== GIVEN TASK ==
Lay out the part of the listing below that opens with the line containing "Guideline: the keypoint for each instance of the weathered" and closes with the line containing "(1009, 645)" as a two-column CSV with columns label_text and keypoints. Give one row for each "Guideline" line and the coordinates under it, with each field in double quotes and line breaks replaced by spaces.
»»
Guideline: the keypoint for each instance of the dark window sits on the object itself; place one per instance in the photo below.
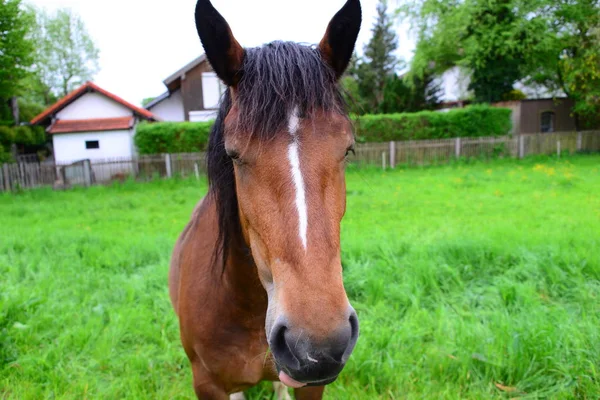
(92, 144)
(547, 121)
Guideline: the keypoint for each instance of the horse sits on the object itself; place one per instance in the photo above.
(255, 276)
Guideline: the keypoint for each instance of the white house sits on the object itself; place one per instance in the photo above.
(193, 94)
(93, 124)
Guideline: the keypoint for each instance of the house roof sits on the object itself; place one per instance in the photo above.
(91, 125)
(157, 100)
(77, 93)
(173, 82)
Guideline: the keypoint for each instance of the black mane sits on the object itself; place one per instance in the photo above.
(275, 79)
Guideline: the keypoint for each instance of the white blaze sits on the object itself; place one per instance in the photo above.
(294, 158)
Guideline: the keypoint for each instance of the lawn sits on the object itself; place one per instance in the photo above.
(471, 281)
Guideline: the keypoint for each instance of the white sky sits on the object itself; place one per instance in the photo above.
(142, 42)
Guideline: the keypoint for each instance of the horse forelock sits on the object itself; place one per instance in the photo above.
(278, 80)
««
»»
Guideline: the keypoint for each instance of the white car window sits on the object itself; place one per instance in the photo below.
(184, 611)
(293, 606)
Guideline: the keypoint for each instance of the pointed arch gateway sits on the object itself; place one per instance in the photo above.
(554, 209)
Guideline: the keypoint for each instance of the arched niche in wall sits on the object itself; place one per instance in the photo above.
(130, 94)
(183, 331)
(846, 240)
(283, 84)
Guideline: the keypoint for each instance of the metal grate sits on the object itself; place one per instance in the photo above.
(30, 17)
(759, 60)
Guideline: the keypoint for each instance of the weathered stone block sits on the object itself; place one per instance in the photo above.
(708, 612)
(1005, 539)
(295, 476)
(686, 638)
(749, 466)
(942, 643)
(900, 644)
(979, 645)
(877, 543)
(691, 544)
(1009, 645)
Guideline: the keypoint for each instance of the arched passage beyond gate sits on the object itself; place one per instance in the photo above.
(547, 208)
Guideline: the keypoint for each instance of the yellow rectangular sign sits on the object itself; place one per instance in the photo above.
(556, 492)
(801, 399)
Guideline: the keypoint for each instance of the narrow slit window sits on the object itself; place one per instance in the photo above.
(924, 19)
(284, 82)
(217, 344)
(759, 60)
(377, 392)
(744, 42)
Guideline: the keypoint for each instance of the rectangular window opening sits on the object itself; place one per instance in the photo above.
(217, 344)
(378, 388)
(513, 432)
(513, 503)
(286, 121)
««
== COMPLETE RESPONSE ==
label_text,keypoints
"Guideline: the keypoint for each instance of the weathered stone block sits on the object itself; place one per instance in the photo above.","(708, 612) (1005, 539) (295, 476) (686, 638) (749, 466) (942, 643) (900, 644) (979, 645) (877, 543) (691, 544) (1009, 645)"